* **YOUR OBJECTIVE**
Copy out the listing below line for line without changing anything, and omit the pictures.

— START RECORD EXTRACTS —

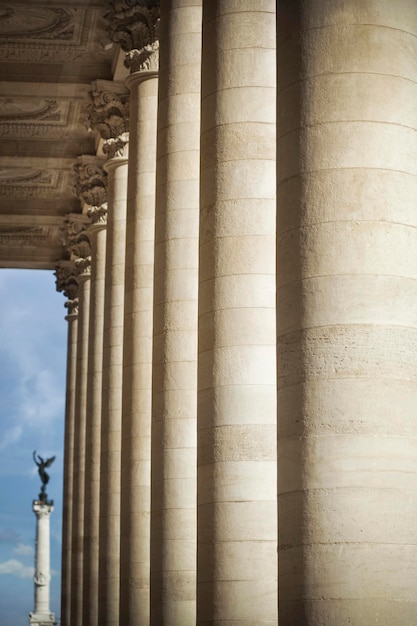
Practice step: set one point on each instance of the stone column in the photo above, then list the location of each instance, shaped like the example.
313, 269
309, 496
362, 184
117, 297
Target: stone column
237, 530
110, 119
80, 252
42, 615
347, 294
97, 236
174, 408
138, 26
66, 282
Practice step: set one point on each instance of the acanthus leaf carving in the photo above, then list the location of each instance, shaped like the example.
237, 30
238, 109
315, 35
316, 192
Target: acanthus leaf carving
117, 147
109, 109
91, 180
145, 59
135, 27
98, 214
72, 305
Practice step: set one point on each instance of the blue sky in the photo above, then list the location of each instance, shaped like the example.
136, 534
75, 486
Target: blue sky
33, 335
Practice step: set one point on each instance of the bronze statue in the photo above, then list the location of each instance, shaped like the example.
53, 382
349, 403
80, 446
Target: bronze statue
41, 463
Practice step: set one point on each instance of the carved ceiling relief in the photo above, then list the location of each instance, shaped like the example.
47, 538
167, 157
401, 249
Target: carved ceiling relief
27, 182
51, 34
25, 236
36, 118
39, 22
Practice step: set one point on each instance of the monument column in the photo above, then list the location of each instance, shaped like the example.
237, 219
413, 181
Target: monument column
66, 282
347, 313
79, 247
174, 407
97, 235
111, 118
42, 616
136, 26
237, 531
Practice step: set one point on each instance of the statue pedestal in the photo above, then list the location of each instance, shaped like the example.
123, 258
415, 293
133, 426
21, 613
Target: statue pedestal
42, 615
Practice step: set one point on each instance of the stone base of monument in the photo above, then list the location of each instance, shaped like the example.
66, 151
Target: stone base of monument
42, 619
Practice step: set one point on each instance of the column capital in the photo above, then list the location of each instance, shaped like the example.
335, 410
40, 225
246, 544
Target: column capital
72, 306
42, 509
83, 264
75, 237
117, 147
90, 180
134, 25
109, 108
98, 216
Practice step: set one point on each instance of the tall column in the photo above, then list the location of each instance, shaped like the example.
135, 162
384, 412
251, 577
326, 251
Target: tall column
66, 282
111, 118
174, 406
42, 615
139, 36
80, 253
97, 236
237, 531
347, 322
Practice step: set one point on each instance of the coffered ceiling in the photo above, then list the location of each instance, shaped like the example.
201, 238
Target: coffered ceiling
50, 52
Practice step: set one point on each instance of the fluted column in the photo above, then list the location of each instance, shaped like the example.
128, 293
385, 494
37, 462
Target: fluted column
174, 410
111, 120
66, 282
347, 243
97, 236
79, 441
237, 532
42, 615
137, 24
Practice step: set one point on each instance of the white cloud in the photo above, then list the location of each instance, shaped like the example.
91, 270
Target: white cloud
16, 568
23, 549
11, 436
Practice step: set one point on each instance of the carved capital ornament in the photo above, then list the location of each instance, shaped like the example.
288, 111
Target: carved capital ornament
134, 25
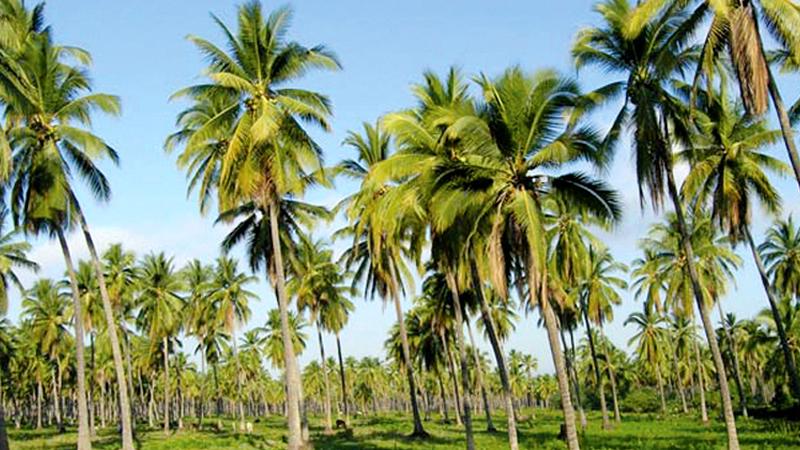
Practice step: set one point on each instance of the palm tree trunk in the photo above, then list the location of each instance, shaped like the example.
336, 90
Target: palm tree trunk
611, 377
679, 382
661, 389
702, 306
166, 384
39, 396
576, 381
596, 364
776, 316
479, 378
701, 382
451, 366
342, 377
735, 356
462, 353
327, 406
3, 432
419, 431
497, 349
551, 324
84, 435
289, 359
239, 405
111, 332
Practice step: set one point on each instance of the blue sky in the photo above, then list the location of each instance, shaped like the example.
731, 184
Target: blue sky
141, 54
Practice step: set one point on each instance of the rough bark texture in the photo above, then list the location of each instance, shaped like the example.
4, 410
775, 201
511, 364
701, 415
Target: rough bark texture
419, 431
551, 324
111, 331
328, 420
84, 434
708, 327
497, 349
462, 353
342, 377
289, 359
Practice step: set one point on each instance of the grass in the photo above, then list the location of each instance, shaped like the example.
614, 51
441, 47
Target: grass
637, 432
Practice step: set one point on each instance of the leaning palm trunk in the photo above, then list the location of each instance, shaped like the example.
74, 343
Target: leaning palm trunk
419, 431
466, 399
611, 377
597, 375
702, 306
342, 377
701, 382
735, 357
289, 359
328, 424
84, 435
479, 378
488, 323
550, 323
776, 316
574, 375
166, 385
111, 331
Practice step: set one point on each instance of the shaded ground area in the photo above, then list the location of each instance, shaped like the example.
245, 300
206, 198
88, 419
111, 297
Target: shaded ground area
637, 432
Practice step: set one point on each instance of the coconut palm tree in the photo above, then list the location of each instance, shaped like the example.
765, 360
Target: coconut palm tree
735, 34
524, 130
229, 298
729, 170
649, 59
161, 311
650, 339
600, 286
268, 157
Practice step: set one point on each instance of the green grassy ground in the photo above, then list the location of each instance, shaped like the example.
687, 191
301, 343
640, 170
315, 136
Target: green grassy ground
637, 432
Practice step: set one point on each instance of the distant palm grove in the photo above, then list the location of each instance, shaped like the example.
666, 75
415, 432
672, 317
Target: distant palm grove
479, 205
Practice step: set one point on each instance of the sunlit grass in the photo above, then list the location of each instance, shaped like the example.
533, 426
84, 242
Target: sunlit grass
637, 432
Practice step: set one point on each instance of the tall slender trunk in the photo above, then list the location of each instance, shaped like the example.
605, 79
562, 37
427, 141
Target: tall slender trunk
735, 356
239, 405
661, 389
57, 402
324, 367
497, 349
551, 324
443, 398
611, 377
479, 378
165, 343
91, 394
39, 395
111, 332
679, 382
702, 306
701, 382
289, 359
419, 431
462, 354
453, 377
343, 378
776, 316
597, 374
573, 374
84, 434
3, 432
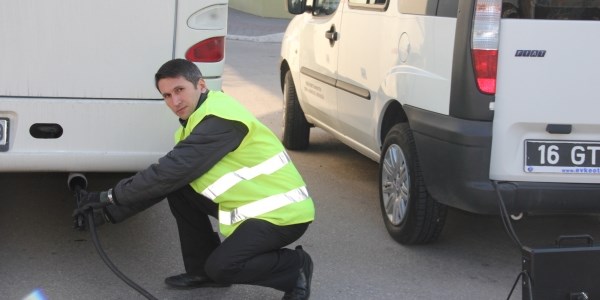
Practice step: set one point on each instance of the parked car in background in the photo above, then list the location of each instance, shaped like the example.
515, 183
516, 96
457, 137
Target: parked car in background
76, 79
462, 103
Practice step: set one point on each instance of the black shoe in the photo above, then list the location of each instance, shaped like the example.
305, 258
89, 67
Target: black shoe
302, 289
187, 281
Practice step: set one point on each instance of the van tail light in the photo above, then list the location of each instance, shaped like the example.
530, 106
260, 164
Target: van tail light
484, 43
209, 50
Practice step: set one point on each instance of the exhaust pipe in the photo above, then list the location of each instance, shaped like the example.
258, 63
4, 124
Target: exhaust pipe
76, 182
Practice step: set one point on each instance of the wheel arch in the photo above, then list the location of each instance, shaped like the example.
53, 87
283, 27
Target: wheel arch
392, 114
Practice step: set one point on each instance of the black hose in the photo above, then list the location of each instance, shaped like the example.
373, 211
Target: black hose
108, 262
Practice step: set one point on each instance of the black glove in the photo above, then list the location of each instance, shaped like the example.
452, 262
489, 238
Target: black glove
91, 201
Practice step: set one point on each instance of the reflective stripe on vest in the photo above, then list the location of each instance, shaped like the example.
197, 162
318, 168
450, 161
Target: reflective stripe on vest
229, 180
262, 206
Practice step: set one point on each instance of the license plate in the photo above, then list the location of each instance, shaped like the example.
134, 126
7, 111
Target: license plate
3, 134
562, 157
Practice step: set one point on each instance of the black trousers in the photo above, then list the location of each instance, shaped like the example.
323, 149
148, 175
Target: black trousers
253, 254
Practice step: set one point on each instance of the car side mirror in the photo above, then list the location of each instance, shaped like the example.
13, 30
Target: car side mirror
296, 7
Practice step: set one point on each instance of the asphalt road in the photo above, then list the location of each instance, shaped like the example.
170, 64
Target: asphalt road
353, 254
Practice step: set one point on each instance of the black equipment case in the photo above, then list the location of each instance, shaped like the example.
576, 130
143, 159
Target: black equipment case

— END RECORD EXTRACTS —

* **RESULT OF THE TASK**
Practice step: set one point on each instance of the stone column in the photo above, then list the location of each instance, shaped like the example.
313, 269
309, 496
362, 184
117, 297
Target: stone column
237, 530
110, 119
80, 252
42, 615
347, 294
97, 236
174, 408
138, 26
66, 282
Practice step: set one point on each instance of the acanthus leaf carving in the photo above, then list the location of each instance, shaped like the example.
237, 30
238, 109
315, 35
316, 192
Target: acanthus leaf carving
117, 147
109, 109
91, 180
145, 59
135, 27
98, 214
72, 305
Practice step: set one point on each instance of the blue sky in the photo above, then list the location of each instance, shaped like the example.
136, 534
75, 486
Target: blue sky
33, 335
Practice step: set one point on each instance of the bronze statue in the photo above, then list the location of each instance, shaped like the example.
53, 382
349, 403
80, 446
Target: bronze statue
41, 463
Practice step: set one point on each instance of the carved ceiling relief in the photo above, then list the location of each instance, shaped like the example.
47, 538
167, 157
401, 249
Target: carved ceiling relief
27, 182
51, 34
25, 236
36, 118
39, 22
Practice step: set one point on each instance of the monument column in the photo above, then list the location of each instance, shaped like the example.
237, 219
413, 181
Target: monument column
66, 282
347, 313
79, 247
174, 407
97, 235
111, 118
42, 616
136, 26
237, 531
Practice step: set one point on each instance of the statue pedestal in the photo above, then list the location of each instance, shaped like the example.
123, 258
415, 293
133, 426
21, 613
Target: statue pedestal
42, 615
Practice step: set one point on each instance of the stone base of monument in the photo above, then list the location of each instance, shaped like the example.
66, 151
Target: stone base of monument
42, 619
Practice step: set one point on each instance of the column capital in the photo above, then list the location of each instance, shaped like the example.
335, 410
40, 225
246, 544
Target: column capital
72, 306
42, 509
83, 264
75, 237
117, 147
90, 180
134, 25
109, 108
98, 216
Practice step: set one point on each instance of the tall column in the photo above, then list the location of each instance, shaped like the example.
135, 162
384, 412
251, 577
326, 251
Target: tall column
66, 282
111, 118
174, 406
42, 615
139, 36
80, 253
97, 236
237, 531
347, 322
Practice step: set one point on each instance of the coffered ceiling in the photo above, then list the location of each instance, shaped like the example.
201, 238
Target: coffered ceiling
50, 52
Practice step: set one point on each instance of the fluted column in the photo above, then list the location of each instance, shaped like the example.
128, 293
385, 494
37, 462
Target: fluted column
174, 410
111, 120
66, 282
347, 243
97, 236
79, 441
237, 532
42, 615
137, 24
Practice step: set one point on each instance of the white cloud in the photo above, then list the location of each instance, shaped like the example.
91, 270
Target: white cloud
16, 568
23, 549
11, 436
Practice step: set one point on each instance of the carved capital ornament in the photo above, then list the location of each instance, shaped like the example.
288, 111
Target: carved capital ornament
134, 25
Practice step: set one point on each instance of the palm tree trunk in the photo above, then list the location of each instance, shaped like the example.
336, 90
Target: palm tree trunk
611, 377
679, 382
661, 389
702, 306
166, 384
39, 396
576, 381
596, 364
776, 316
479, 378
701, 382
451, 366
342, 377
735, 356
462, 353
327, 406
3, 432
419, 431
497, 349
551, 324
84, 435
289, 359
239, 405
111, 332
Practice step: set one point on each instance of the blue sky in the photo above, then list the location of each instance, shaped like the example.
731, 184
Target: blue sky
141, 54
Practice step: set one point on each instance of the rough bark texture in the photo above, then list the location of each instance, shaped like the example.
4, 410
775, 201
511, 364
701, 415
Target: rough bark texture
419, 431
551, 324
111, 331
328, 420
84, 434
708, 327
497, 349
462, 353
342, 377
289, 359
Practice step: set one point on each instance of the grass in the photo above, then list the location of each instance, shaped like the example.
614, 51
441, 47
Target: grass
637, 432
Practice step: set one point on each instance of the leaning palm trunk in the photo above, then list the location of each instance, shaped like the example.
74, 343
Target: leaning palm trunk
419, 431
466, 399
611, 377
597, 375
702, 306
342, 377
701, 382
735, 357
289, 359
328, 424
84, 435
479, 378
488, 323
550, 323
776, 316
574, 375
166, 385
111, 331
Practice step: set one point on each instance of the shaded ground area in the photo above, then list the location of each instance, shaped like the example.
245, 300
206, 198
88, 419
111, 297
Target: shaded ground area
637, 432
Practice step: set one point on each instance of the coconut palm tree in the photo above, then list the location of each instance, shaped like the example.
765, 360
Target: coconut palm tree
735, 34
524, 130
229, 298
729, 170
649, 59
161, 311
650, 339
600, 286
268, 157
Practice step: set one point on each instance of the green grassy ground in the photo above, then list the location of each instance, shaped like the example.
687, 191
301, 343
640, 170
315, 136
Target: green grassy ground
637, 432
Practice step: set one point on each instance of the distant palm grove in the photo above, then list the location of each instance, shaped like the example.
666, 75
415, 432
672, 317
Target: distant palm grove
479, 205
Practice step: set one point on each instance of the sunlit grass in the photo above, then list the location of each instance, shaped like the example.
533, 426
84, 242
Target: sunlit grass
637, 432
Practice step: set one point on each instance of the tall slender trunk in the photo above, then list the location of each instance, shaped like the example.
605, 79
562, 37
427, 141
Target: tall slender trunk
735, 356
239, 405
661, 389
57, 402
324, 367
497, 349
551, 324
443, 398
611, 377
479, 378
165, 343
91, 394
39, 395
111, 332
679, 382
702, 306
701, 382
289, 359
419, 431
462, 354
453, 377
343, 378
776, 316
597, 374
573, 374
84, 434
3, 432
Practice step: set one point on each instance of the parked car in background in the photo above, then list the location of each instance, shaped like the example.
515, 183
516, 96
457, 137
Target: parked car in background
76, 79
462, 103
Practice step: set one point on each instance of the black shoe in the photo above, then list the location of each instance, shaped like the example.
305, 258
89, 67
Target: black shoe
302, 289
187, 281
Practice step: set one point on each instance of the van tail light in the photo above, then list the location of each instance, shaped like the example.
530, 106
260, 164
Target: van tail light
484, 43
209, 50
Practice step: set one point on each instance of the exhaust pipe in the photo above, then list the location of each instance, shaped like the example.
258, 63
4, 124
Target: exhaust pipe
76, 182
Practice step: set one point on each instance of the wheel arch in the photo above, then list the location of each instance, shaped like the example.
53, 87
283, 27
Target: wheel arch
392, 114
Practice step: set one point on each instance of the black hose in the photo above, then list the location of each instance, shaped like the example.
373, 211
Target: black hose
108, 262
Practice step: set one point on each instance of the black glove in the photo above, then list the location of each instance, shaped like the example.
452, 262
489, 238
Target: black glove
91, 201
Practice step: set one point on each instance of the reflective stripe on vest in the photo above, then list the location of each instance, shaped like the example.
197, 162
318, 168
450, 161
Target: reflective stripe on vest
229, 180
262, 206
Practice step: set one point on each instance of the license plate in the photo above, then list the location of each instance, shaped like the example.
134, 126
7, 111
Target: license plate
3, 134
562, 157
Practice step: set one point on each instance of the black trousers in the photo above, then list the location of each instance, shaped like the example.
323, 149
148, 175
Target: black trousers
253, 254
Practice step: set one point on each instance of the car side mirror in the photo above, then list the location of each instance, shaped like the example.
13, 30
Target: car side mirror
296, 7
Practice step: set one point on each instance of the asphalt road in the photo above, then list the location of each instance, shaped like the example.
170, 64
Target: asphalt road
353, 254
Practice step: set one point on each instance of the black equipment case in the photo above, then list the location of each instance, shaped like the example.
576, 130
143, 159
Target: black equipment case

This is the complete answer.